_GIVEN REQUEST A_: Write out the contest description word for word, from "2. Contest Overview" up to and including "the EPA Android App.".

_PASSAGE SHOWN_:
The TopCoder project on cyanoHABs aims to develop an algorithm that will be deployed in an Android app with mapping and data visualization capabilities. The app will inform local and federal policy makers about locations where bloom events are likely to occur, allowing them to concentrate their efforts in those areas.
2. Contest Overview
Welcome to first architecture in the series of four EPA Android App Architecture Contests. Each contest will run after the other and will be using the output of previous contest to build further. This is the best time to jump in and set up yourself for the series of 4 consecutive contests while working towards providing a complete system design for the EPA Android App.
In this contest, we are looking for you to design the module architecture for data management module system of EPA Android App. We want you to use all the available information architecture in form of wireframes, system architecture and application requirements specification to develop this module architecture. We will also provide access to the admin website that has been already developed and which will interact with this module. Finally, we will also provide you component design for a component that is required to be embedded into the data management module.
Following is the description for each of functionality of data management module:
EPA Android App Data Management Module: This module will be responsible for doing all the data-processing tasks. There is a lot of data available in different formats - mostly geo-spatial data and hence it is required to be preprocessed before either sending it to front-end or sending to the back-end module for algorithm analysis. All the validation, conversion and standardization of data will be done in this module. In addition to other tasks, this module will also contain a component that will be used for data standardization. We have provided design document of the component. This module will have a lot of data processing and I/O intensive tasks.
Some key points to consider while designing architecture for this module:
- It needs to fit the component which will be used for data standardization.
- As mentioned above, this module will receive data in different formats (mostly tif and xls files) and this module will convert them into csv files based on some constraints. These constraints will be covered by the component but that component will be embedded as a part of this module.
- This module will also validate the data that is received and see if that data is useful. For example, on cannot get any Geospatial information from jpg images. The images must be in GeoTiff format to be useful for data extraction.
- This module will receive data only from admin website. It can either do it by polling a shared folder where the data will already be stored by admin website or it can directly get the data from admin website - storing in shared folder is preferable option.
- This module will also convert heavy tif images into light-weight jpg/images after the component has already extracted data from those images. These converted light weight images will then be sent to backend which will then push it to front-end for display.
- This module is also required to be performance conscious, specifically I/O performance.
3. Data Details
We have two types of input data:
- Image Data : GeoTiff images which has geo-encoded information
- Text Data: Excel files containing data (both xls and xlsx formats) and dbf files containig metadata.

_STORED ROWS_:
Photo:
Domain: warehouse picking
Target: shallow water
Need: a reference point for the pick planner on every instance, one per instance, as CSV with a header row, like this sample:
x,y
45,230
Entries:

_GIVEN REQUEST B_: Render every line of the records above as a JSON list of strings, one string per line, leaving out any blank lines.

_TASK ANSWER A_:
2. Contest Overview
Welcome to first architecture in the series of four EPA Android App Architecture Contests. Each contest will run after the other and will be using the output of previous contest to build further. This is the best time to jump in and set up yourself for the series of 4 consecutive contests while working towards providing a complete system design for the EPA Android App.

_TASK ANSWER B_:
[
  "Photo:",
  "Domain: warehouse picking",
  "Target: shallow water",
  "Need: a reference point for the pick planner on every instance, one per instance, as CSV with a header row, like this sample:",
  "x,y",
  "45,230",
  "Entries:"
]